### Document section
=-=-=

On November 18, 2015, the Düsseldorf Court of Appeal quashed the decision of the Federal Cartel Office (“FCO”) that supermarket chain Edeka had abused its market power vis-à-vis suppliers by requesting special terms and conditions (“t&cs”) following its acquisition of discounter Plus in 2008 (so-called “wedding rebates”).  The ruling is not yet published, only a press release.

Legal background

The case marks a rare occasion on which the FCO has applied (former) Section 20(3) of the Act against Restraints of Competition (ARC), now Sections 19(2) no.5, 20(2) ARC.  Section 19(2) no. 5 ARC prohibits a dominant company to abuse its market position by requesting benefits from other companies without objective justification – in other words, the prohibition of an abuse on the demand-side in procurement markets.  Section 20(2) ARC applies the same prohibition to companies with “market power”, from which other companies are dependent, which is the case in a supplier-customer relation if there are no sufficient and reasonable alternative customers available. The provision is a special subsection of the general prohibition under German law to abuse “relative market power” or “quasi-dominance” in Section 20 ARC.  Generally, public enforcement of Section 20 ARC is not very common; the provision typically plays a bigger role in private litigation in supplier/customer relations.

=-=-=

### Exercise details
Using the summary of the Edeka ruling, explain in one to three sentences why the case counts as a rare occasion.

=-=-=

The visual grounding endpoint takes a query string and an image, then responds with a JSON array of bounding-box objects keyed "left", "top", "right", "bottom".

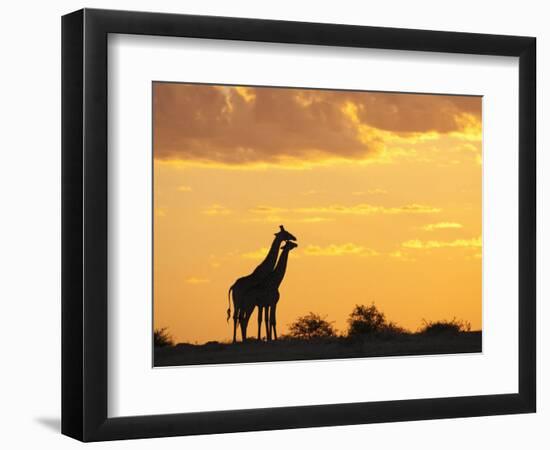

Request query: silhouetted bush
[
  {"left": 419, "top": 317, "right": 472, "bottom": 334},
  {"left": 153, "top": 328, "right": 174, "bottom": 347},
  {"left": 348, "top": 303, "right": 390, "bottom": 336},
  {"left": 289, "top": 312, "right": 336, "bottom": 339}
]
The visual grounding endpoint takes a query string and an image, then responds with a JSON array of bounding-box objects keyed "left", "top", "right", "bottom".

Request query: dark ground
[{"left": 154, "top": 331, "right": 481, "bottom": 367}]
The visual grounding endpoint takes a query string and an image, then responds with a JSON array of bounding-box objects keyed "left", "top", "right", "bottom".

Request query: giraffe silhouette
[
  {"left": 243, "top": 241, "right": 298, "bottom": 341},
  {"left": 227, "top": 225, "right": 296, "bottom": 343}
]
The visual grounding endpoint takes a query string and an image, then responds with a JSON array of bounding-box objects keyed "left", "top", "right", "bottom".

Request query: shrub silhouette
[
  {"left": 153, "top": 328, "right": 174, "bottom": 347},
  {"left": 289, "top": 312, "right": 336, "bottom": 339},
  {"left": 419, "top": 317, "right": 472, "bottom": 335},
  {"left": 348, "top": 303, "right": 390, "bottom": 336}
]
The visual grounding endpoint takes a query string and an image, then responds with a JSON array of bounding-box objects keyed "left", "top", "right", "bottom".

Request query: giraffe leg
[
  {"left": 264, "top": 306, "right": 271, "bottom": 341},
  {"left": 269, "top": 304, "right": 277, "bottom": 340},
  {"left": 233, "top": 310, "right": 239, "bottom": 344},
  {"left": 258, "top": 305, "right": 263, "bottom": 341},
  {"left": 239, "top": 309, "right": 248, "bottom": 342}
]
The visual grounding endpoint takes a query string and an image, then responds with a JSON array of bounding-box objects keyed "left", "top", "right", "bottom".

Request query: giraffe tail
[{"left": 227, "top": 286, "right": 233, "bottom": 322}]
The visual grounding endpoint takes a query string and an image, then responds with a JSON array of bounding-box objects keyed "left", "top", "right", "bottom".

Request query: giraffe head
[
  {"left": 281, "top": 241, "right": 298, "bottom": 252},
  {"left": 275, "top": 225, "right": 296, "bottom": 241}
]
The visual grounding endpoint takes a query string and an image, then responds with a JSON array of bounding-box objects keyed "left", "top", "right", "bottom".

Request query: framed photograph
[{"left": 62, "top": 9, "right": 536, "bottom": 441}]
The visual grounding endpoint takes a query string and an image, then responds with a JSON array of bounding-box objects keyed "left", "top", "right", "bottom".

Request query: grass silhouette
[{"left": 154, "top": 303, "right": 482, "bottom": 366}]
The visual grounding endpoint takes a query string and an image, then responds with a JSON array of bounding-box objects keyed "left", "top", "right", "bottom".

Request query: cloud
[
  {"left": 202, "top": 204, "right": 232, "bottom": 216},
  {"left": 242, "top": 214, "right": 334, "bottom": 224},
  {"left": 184, "top": 277, "right": 210, "bottom": 284},
  {"left": 351, "top": 188, "right": 388, "bottom": 196},
  {"left": 422, "top": 222, "right": 462, "bottom": 231},
  {"left": 401, "top": 237, "right": 481, "bottom": 249},
  {"left": 153, "top": 83, "right": 481, "bottom": 166},
  {"left": 295, "top": 203, "right": 441, "bottom": 215},
  {"left": 241, "top": 247, "right": 269, "bottom": 259},
  {"left": 304, "top": 242, "right": 378, "bottom": 256},
  {"left": 389, "top": 250, "right": 416, "bottom": 262}
]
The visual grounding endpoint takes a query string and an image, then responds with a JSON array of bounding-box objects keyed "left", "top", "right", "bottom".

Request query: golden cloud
[
  {"left": 401, "top": 237, "right": 481, "bottom": 249},
  {"left": 153, "top": 82, "right": 481, "bottom": 166},
  {"left": 295, "top": 203, "right": 441, "bottom": 215},
  {"left": 202, "top": 203, "right": 232, "bottom": 216},
  {"left": 304, "top": 242, "right": 378, "bottom": 256},
  {"left": 184, "top": 277, "right": 210, "bottom": 284},
  {"left": 422, "top": 222, "right": 462, "bottom": 231}
]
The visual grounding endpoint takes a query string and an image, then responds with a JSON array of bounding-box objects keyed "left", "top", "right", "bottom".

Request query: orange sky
[{"left": 153, "top": 83, "right": 481, "bottom": 343}]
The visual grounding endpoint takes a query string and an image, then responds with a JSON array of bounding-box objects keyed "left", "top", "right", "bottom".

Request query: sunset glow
[{"left": 153, "top": 82, "right": 482, "bottom": 343}]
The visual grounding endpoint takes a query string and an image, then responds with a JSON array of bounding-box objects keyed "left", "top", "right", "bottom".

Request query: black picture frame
[{"left": 62, "top": 9, "right": 536, "bottom": 441}]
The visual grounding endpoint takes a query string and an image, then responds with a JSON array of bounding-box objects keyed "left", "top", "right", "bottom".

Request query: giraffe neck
[
  {"left": 253, "top": 235, "right": 282, "bottom": 276},
  {"left": 272, "top": 248, "right": 289, "bottom": 288}
]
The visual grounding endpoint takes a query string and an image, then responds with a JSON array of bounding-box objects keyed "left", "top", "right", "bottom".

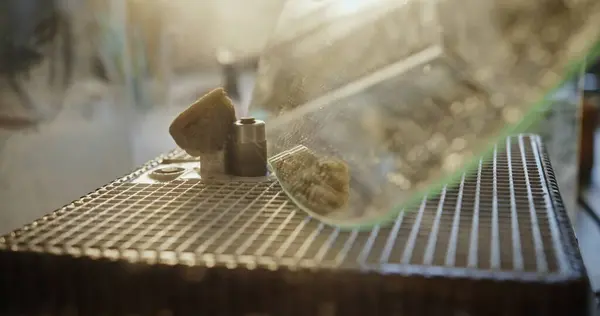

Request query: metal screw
[{"left": 240, "top": 117, "right": 256, "bottom": 124}]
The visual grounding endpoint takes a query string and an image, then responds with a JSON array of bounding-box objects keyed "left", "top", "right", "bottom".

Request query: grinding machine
[{"left": 0, "top": 0, "right": 598, "bottom": 316}]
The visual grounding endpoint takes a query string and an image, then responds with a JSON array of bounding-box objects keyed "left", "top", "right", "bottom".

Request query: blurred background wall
[{"left": 0, "top": 0, "right": 283, "bottom": 234}]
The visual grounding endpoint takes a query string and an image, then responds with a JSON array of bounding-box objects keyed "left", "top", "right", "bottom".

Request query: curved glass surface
[{"left": 250, "top": 0, "right": 600, "bottom": 228}]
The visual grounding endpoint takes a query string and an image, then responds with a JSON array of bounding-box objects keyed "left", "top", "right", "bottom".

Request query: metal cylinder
[{"left": 228, "top": 117, "right": 267, "bottom": 177}]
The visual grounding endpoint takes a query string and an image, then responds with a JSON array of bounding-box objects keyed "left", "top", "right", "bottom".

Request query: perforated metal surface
[
  {"left": 0, "top": 136, "right": 587, "bottom": 315},
  {"left": 0, "top": 137, "right": 568, "bottom": 274}
]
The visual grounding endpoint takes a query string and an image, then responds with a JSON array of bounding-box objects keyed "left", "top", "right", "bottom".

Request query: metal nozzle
[{"left": 228, "top": 117, "right": 267, "bottom": 177}]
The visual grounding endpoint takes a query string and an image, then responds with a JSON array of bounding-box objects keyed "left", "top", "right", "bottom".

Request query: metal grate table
[{"left": 0, "top": 135, "right": 591, "bottom": 315}]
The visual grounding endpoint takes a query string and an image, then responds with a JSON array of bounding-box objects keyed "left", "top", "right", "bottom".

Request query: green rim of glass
[{"left": 269, "top": 41, "right": 600, "bottom": 231}]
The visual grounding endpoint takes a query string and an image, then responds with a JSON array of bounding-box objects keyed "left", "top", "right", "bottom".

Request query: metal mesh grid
[{"left": 0, "top": 136, "right": 573, "bottom": 280}]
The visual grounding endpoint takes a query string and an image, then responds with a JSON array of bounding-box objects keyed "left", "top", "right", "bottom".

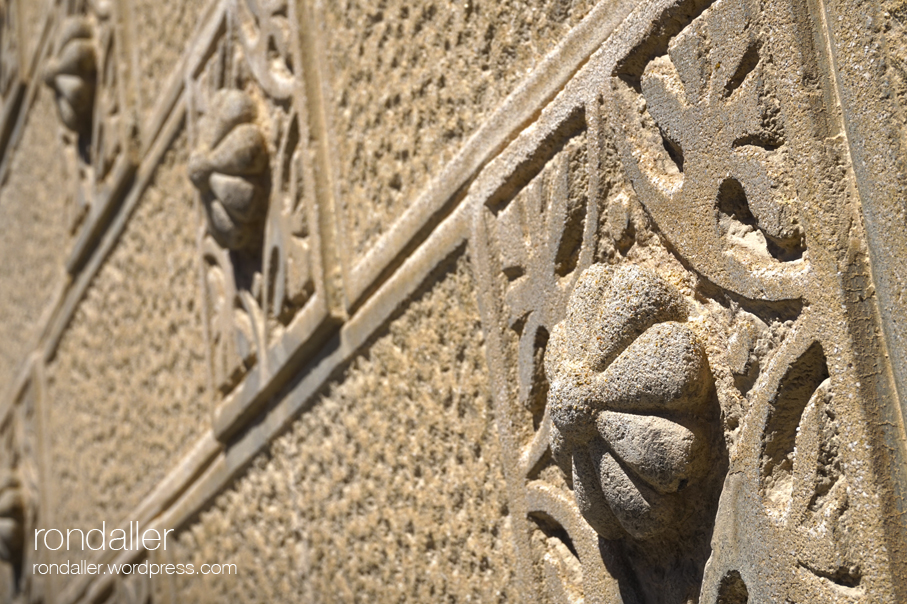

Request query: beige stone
[{"left": 0, "top": 0, "right": 907, "bottom": 604}]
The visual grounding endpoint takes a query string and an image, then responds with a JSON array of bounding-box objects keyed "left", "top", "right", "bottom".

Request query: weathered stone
[{"left": 0, "top": 0, "right": 907, "bottom": 604}]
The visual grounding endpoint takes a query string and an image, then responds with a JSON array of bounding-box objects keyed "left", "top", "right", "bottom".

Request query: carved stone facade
[{"left": 0, "top": 0, "right": 907, "bottom": 604}]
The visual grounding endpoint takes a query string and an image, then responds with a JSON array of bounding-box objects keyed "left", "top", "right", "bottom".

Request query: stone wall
[{"left": 0, "top": 0, "right": 907, "bottom": 604}]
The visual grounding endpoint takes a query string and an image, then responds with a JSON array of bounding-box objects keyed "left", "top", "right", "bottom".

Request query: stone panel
[
  {"left": 46, "top": 136, "right": 210, "bottom": 528},
  {"left": 168, "top": 259, "right": 515, "bottom": 602},
  {"left": 323, "top": 0, "right": 594, "bottom": 257},
  {"left": 132, "top": 0, "right": 209, "bottom": 119},
  {"left": 0, "top": 90, "right": 69, "bottom": 385}
]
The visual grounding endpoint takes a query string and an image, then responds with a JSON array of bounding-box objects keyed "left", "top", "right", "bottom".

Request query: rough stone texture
[
  {"left": 0, "top": 90, "right": 70, "bottom": 387},
  {"left": 165, "top": 259, "right": 517, "bottom": 602},
  {"left": 131, "top": 0, "right": 209, "bottom": 118},
  {"left": 46, "top": 136, "right": 211, "bottom": 528},
  {"left": 324, "top": 0, "right": 594, "bottom": 257},
  {"left": 0, "top": 0, "right": 907, "bottom": 604}
]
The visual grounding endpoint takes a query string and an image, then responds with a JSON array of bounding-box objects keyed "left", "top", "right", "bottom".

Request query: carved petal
[
  {"left": 592, "top": 322, "right": 711, "bottom": 412},
  {"left": 209, "top": 172, "right": 258, "bottom": 222},
  {"left": 589, "top": 447, "right": 669, "bottom": 539}
]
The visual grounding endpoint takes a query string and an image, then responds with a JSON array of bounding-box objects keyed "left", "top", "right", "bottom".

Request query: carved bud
[
  {"left": 545, "top": 265, "right": 712, "bottom": 539},
  {"left": 0, "top": 473, "right": 25, "bottom": 564},
  {"left": 189, "top": 90, "right": 269, "bottom": 252},
  {"left": 44, "top": 16, "right": 97, "bottom": 133}
]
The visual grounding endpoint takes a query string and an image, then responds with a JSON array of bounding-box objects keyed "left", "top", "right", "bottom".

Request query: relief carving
[
  {"left": 43, "top": 2, "right": 137, "bottom": 273},
  {"left": 0, "top": 0, "right": 19, "bottom": 107},
  {"left": 44, "top": 16, "right": 98, "bottom": 135},
  {"left": 189, "top": 90, "right": 270, "bottom": 254},
  {"left": 0, "top": 386, "right": 40, "bottom": 602},
  {"left": 188, "top": 0, "right": 318, "bottom": 402},
  {"left": 612, "top": 0, "right": 808, "bottom": 299}
]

=-=-=

### Exercise output
The Federal Cartel Office applied (former) Section 20(3) ARC in this case, and public enforcement of Section 20 ARC is generally not very common. That provision typically plays a bigger role in private litigation between suppliers and customers.